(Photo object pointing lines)
■ ■ ■
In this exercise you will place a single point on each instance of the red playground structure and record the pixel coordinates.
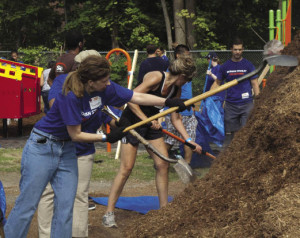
(20, 92)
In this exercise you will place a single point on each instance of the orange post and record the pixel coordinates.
(264, 83)
(128, 63)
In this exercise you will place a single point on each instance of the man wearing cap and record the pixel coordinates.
(212, 72)
(85, 155)
(188, 118)
(65, 63)
(239, 98)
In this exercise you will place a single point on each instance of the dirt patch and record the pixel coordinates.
(252, 190)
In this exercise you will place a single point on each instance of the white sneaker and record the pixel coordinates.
(108, 220)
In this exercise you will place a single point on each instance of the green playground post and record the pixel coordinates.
(271, 25)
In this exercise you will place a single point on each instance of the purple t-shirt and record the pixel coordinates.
(70, 110)
(230, 70)
(210, 81)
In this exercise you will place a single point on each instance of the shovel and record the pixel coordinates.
(181, 167)
(279, 60)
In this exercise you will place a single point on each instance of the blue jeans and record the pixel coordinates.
(45, 161)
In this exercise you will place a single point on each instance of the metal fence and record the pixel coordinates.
(120, 73)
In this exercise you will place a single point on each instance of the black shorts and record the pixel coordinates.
(144, 131)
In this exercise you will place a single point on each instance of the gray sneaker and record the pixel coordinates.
(108, 220)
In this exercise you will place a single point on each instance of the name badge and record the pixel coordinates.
(245, 95)
(95, 102)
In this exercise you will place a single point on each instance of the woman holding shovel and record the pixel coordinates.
■ ■ ■
> **Your objective**
Lay out every line above as a JSON list of strings, one string per line, skipping blank lines. Leave the pictures out.

> **Output for this exercise**
[
  "In this exercise you will place a single point on each instance of the red playground structure and record the pixel coordinates.",
  "(20, 92)",
  "In this exercise you will place a single point on each instance of the orange post and record the pixel coordinates.",
  "(264, 83)",
  "(128, 63)",
  "In this exercise you will place a single point on each instance of the man wearing cap and record the pixel coordinates.",
  "(212, 72)",
  "(85, 155)",
  "(188, 118)",
  "(65, 63)",
  "(239, 98)",
  "In this exercise you will place a single point on each instance of the dirt patch and record the pixel coordinates.",
  "(252, 190)",
  "In this exercise you will place a single point on each instance of the white sneaker and record the pixel coordinates.",
  "(108, 220)",
  "In this exercise you will place a single point on each instance of the green playground post and record the pixel coordinates.",
  "(271, 25)",
  "In this exercise you will place a single point on each instance of the purple t-shirt and record the pixel coordinates.",
  "(70, 110)",
  "(230, 70)",
  "(210, 81)",
  "In this exercise you will place a single point on each instance of the shovel and record the pixel coordinates.",
  "(181, 167)",
  "(279, 60)",
  "In this exercise you will place a single point on each instance of the blue jeans and record the pixel coordinates.",
  "(45, 161)",
  "In this exercise you will place a single point on each instance of the metal fence and record the pixel coordinates.",
  "(120, 73)",
  "In this exercise you will place a single point on each instance of the black shorts and record the pixel coordinates.",
  "(144, 131)",
  "In this exercise you will place a single point on each instance of the gray sneaker and record the pixel coordinates.",
  "(108, 220)",
  "In this exercise you will place a single point on each instance of the name badge and record the pixel coordinates.",
  "(245, 95)",
  "(95, 102)",
  "In this exercise you will place a single point on each instance of the woman holding shovel and record the pixel coordinates."
]